• **What you have to do**
Copy down every line of the data that follows exactly. Omit the pictures.

• **Stored dataset items**
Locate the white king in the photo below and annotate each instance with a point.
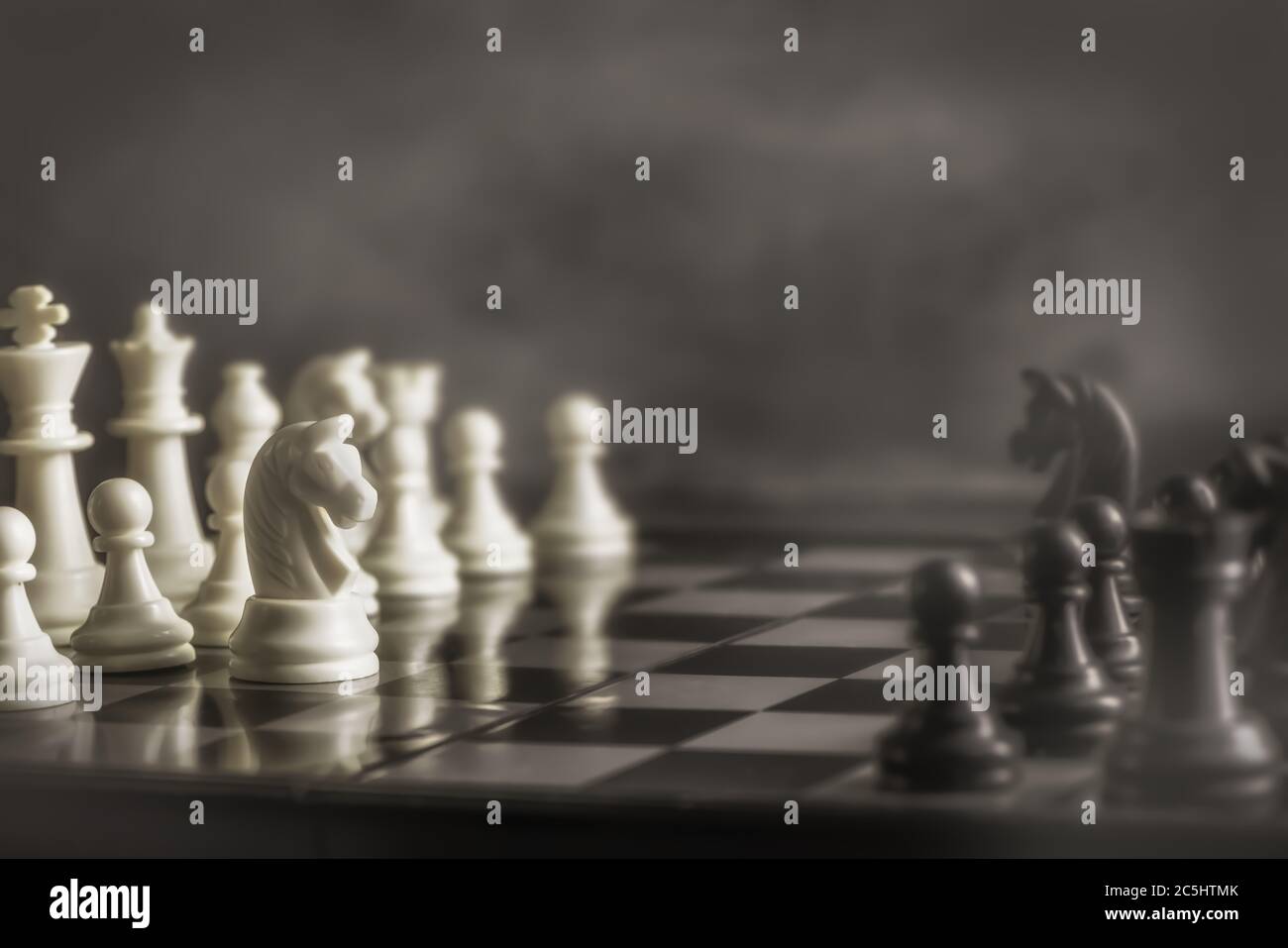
(38, 380)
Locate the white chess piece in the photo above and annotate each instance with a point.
(133, 627)
(155, 423)
(340, 384)
(38, 377)
(580, 522)
(304, 625)
(38, 675)
(406, 554)
(219, 603)
(244, 415)
(480, 530)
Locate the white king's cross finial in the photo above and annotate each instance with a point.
(33, 316)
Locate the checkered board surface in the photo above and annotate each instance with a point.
(765, 685)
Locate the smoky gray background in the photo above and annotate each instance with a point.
(768, 168)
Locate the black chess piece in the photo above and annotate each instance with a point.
(1109, 633)
(1193, 742)
(1186, 493)
(1061, 699)
(1085, 421)
(945, 745)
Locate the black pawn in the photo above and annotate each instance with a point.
(1106, 623)
(1193, 742)
(1061, 698)
(1188, 493)
(944, 745)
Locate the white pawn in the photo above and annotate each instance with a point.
(480, 530)
(24, 646)
(133, 627)
(219, 603)
(580, 522)
(406, 554)
(244, 415)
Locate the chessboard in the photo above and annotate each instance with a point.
(687, 706)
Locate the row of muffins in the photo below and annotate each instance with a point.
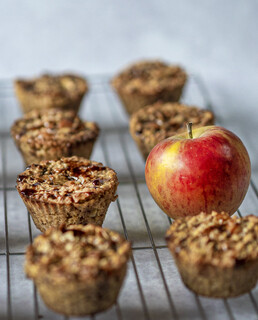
(149, 91)
(77, 266)
(158, 124)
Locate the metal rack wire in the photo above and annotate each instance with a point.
(116, 149)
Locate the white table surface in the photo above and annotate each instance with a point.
(216, 40)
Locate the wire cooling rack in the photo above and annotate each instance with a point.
(153, 288)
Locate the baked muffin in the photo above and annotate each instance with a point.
(52, 134)
(63, 92)
(146, 82)
(217, 255)
(70, 190)
(159, 121)
(78, 270)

• **Finished task**
Locate the white king in the photo below and annotate each instance with a point.
(38, 380)
Locate the white chess piece in the photo above and annotate each instance with a point.
(133, 627)
(155, 423)
(340, 384)
(38, 377)
(580, 522)
(304, 625)
(38, 675)
(406, 554)
(219, 603)
(244, 415)
(480, 530)
Locate the white king's cross finial in the photo above and annotate each instance with a point.
(33, 316)
Locate the checkered board surface in the photo above and annotate each instance with a point.
(765, 685)
Locate the smoky gray background in the photo above and annotate each instance with a point.
(768, 168)
Locate the black chess piece in the photo above and annotate each instance with a point.
(1109, 633)
(1193, 742)
(1186, 493)
(1061, 699)
(1085, 421)
(945, 745)
Locate the black pawn in the photo above and annotate each instance with a point.
(1106, 623)
(1193, 742)
(1061, 698)
(1188, 493)
(944, 745)
Locate the white pawn in the photo above and annotate each instance with a point.
(480, 530)
(24, 646)
(133, 627)
(219, 603)
(580, 522)
(406, 554)
(244, 415)
Locate the chessboard in the photo above and annotate each instance with a point.
(687, 706)
Locate the row of muffins in the photo below and annotate each instance with a point.
(149, 91)
(77, 266)
(158, 124)
Locate the metal rack wire in the photo above and annotate each instance with a point.
(116, 149)
Locate the white table surface in the photo above and annotate each instance with a point.
(216, 40)
Locate the wire cooling rack in the photo above and annotate each instance with a point.
(153, 288)
Locate the baked muffin in the photo above and annotate each instance with a point.
(52, 134)
(63, 92)
(146, 82)
(217, 255)
(70, 190)
(159, 121)
(78, 270)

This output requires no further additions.